Copy out everything from the line containing "Question: Where in this photograph is the tail-mounted" down to the line containing "52 69 82 85", replacing "tail-mounted" with "rear-mounted" and leaving the rest unchanged.

# start of PROVIDED RECORDS

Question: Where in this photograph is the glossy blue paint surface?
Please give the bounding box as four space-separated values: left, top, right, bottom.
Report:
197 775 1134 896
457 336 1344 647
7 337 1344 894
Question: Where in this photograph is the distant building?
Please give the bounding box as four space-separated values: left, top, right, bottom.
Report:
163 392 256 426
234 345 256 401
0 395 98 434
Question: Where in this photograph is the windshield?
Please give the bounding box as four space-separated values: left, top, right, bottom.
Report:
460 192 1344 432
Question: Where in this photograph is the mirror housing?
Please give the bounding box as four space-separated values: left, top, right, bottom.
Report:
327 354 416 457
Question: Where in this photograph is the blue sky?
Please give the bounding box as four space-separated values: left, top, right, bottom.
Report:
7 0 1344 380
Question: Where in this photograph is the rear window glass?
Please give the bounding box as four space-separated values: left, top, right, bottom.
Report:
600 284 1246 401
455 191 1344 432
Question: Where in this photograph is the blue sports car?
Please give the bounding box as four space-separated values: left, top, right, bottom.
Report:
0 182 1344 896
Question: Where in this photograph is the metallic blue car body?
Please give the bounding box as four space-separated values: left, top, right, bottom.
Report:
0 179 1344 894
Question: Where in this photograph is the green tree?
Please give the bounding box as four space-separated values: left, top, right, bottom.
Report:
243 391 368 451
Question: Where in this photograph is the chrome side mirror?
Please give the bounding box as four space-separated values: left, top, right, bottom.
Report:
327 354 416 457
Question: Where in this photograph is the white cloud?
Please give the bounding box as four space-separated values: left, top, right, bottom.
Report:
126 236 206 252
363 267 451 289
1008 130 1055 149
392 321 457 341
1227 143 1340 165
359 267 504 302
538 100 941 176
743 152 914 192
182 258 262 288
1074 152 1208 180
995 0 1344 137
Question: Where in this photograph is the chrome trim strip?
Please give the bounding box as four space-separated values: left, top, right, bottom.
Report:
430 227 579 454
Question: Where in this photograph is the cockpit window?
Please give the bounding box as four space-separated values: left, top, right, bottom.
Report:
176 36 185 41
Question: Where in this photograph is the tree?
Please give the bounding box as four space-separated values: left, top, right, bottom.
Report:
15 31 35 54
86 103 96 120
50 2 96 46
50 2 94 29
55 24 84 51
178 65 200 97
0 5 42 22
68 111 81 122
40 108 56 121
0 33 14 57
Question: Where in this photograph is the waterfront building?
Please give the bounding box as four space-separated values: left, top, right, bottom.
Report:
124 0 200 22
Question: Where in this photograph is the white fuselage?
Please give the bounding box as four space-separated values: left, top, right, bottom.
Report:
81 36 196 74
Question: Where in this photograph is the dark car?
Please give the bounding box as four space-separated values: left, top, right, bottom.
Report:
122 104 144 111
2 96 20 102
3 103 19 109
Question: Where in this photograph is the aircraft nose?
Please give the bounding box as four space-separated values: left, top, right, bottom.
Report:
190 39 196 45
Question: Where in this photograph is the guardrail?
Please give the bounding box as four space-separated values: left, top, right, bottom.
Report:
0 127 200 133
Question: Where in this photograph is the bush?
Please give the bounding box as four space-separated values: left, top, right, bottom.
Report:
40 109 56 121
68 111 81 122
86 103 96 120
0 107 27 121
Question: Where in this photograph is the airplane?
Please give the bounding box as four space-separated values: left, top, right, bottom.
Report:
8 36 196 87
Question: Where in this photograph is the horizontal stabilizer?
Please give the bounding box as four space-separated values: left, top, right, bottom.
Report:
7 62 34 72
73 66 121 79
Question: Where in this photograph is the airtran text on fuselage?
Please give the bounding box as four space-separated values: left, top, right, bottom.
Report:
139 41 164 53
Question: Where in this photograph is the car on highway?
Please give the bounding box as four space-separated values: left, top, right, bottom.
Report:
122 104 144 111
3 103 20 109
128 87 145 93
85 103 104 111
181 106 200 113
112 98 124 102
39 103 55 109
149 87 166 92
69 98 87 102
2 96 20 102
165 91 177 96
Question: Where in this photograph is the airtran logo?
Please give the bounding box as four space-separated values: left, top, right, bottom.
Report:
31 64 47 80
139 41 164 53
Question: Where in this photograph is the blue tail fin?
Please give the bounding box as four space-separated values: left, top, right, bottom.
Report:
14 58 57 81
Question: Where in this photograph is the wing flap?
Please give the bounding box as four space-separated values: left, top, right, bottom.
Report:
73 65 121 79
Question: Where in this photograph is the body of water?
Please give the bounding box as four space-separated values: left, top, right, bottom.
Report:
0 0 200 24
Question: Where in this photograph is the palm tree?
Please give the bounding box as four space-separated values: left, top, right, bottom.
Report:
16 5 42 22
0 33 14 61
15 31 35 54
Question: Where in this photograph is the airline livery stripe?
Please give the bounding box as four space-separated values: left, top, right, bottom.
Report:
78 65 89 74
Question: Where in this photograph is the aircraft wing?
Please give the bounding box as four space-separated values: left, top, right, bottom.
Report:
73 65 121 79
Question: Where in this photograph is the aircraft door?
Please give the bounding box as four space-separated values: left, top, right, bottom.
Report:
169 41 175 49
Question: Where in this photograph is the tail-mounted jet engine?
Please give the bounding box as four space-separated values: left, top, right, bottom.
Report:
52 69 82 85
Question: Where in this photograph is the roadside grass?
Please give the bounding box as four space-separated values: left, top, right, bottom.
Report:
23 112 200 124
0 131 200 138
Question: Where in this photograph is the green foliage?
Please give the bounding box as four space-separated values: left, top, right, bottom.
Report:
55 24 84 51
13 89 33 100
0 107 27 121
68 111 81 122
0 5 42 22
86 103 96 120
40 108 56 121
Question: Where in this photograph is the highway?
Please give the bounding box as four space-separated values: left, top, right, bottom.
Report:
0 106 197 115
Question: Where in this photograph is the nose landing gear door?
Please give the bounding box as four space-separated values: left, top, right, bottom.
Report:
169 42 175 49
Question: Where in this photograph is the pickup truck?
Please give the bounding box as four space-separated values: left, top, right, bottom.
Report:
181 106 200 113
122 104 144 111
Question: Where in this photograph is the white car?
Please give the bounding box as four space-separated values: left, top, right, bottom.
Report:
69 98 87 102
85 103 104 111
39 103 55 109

# end of PROVIDED RECORDS
# start of PROVIDED RECORDS

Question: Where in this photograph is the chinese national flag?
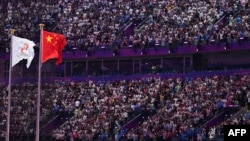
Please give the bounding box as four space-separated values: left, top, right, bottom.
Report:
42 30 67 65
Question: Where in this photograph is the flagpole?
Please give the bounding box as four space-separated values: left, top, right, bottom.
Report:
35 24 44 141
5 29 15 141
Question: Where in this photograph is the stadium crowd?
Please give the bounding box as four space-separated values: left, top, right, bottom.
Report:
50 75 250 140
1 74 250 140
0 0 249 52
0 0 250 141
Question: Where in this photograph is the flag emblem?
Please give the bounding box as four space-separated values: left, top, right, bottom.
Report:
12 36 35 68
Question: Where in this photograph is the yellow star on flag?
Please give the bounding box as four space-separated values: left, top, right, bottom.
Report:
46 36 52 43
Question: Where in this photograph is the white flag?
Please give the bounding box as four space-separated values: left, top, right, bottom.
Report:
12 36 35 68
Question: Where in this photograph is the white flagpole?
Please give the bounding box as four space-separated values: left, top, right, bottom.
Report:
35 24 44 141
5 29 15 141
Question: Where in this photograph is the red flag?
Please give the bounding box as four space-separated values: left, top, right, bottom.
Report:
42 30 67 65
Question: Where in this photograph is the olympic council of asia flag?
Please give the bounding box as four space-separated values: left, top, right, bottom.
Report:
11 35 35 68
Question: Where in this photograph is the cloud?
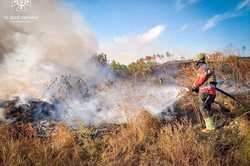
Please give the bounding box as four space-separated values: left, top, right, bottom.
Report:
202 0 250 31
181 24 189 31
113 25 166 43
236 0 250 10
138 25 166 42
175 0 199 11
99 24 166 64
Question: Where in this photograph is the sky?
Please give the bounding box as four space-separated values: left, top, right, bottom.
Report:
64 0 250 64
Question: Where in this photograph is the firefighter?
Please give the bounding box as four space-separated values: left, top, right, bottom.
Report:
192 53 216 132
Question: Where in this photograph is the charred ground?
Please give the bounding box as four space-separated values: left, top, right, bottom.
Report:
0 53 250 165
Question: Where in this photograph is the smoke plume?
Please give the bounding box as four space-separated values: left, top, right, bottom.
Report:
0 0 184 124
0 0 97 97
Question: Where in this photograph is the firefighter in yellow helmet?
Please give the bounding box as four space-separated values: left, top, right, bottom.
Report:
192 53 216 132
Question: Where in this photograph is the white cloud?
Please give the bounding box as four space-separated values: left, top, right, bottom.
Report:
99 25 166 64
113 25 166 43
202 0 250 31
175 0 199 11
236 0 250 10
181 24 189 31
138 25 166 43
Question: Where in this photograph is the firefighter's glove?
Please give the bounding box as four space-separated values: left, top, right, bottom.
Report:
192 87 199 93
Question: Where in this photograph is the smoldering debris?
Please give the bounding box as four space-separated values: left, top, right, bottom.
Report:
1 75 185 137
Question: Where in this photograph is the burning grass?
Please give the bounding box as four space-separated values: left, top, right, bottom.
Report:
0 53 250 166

# end of PROVIDED RECORDS
# start of PROVIDED RECORDS

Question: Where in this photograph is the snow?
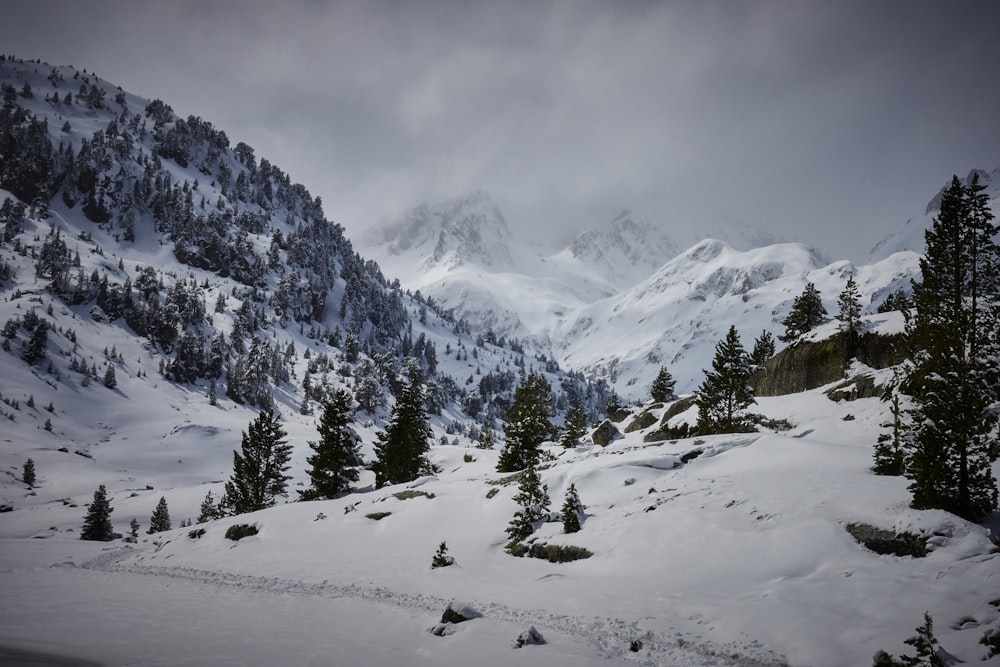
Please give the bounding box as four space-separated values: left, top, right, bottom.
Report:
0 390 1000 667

# end of PROVIDED RECORDS

## EXPECTED OUTPUT
Question: Where in this photograph is the rear-mounted jet engine?
Please give the bounding box as four space-separated values: left, top, right, bottom.
Report:
52 69 82 85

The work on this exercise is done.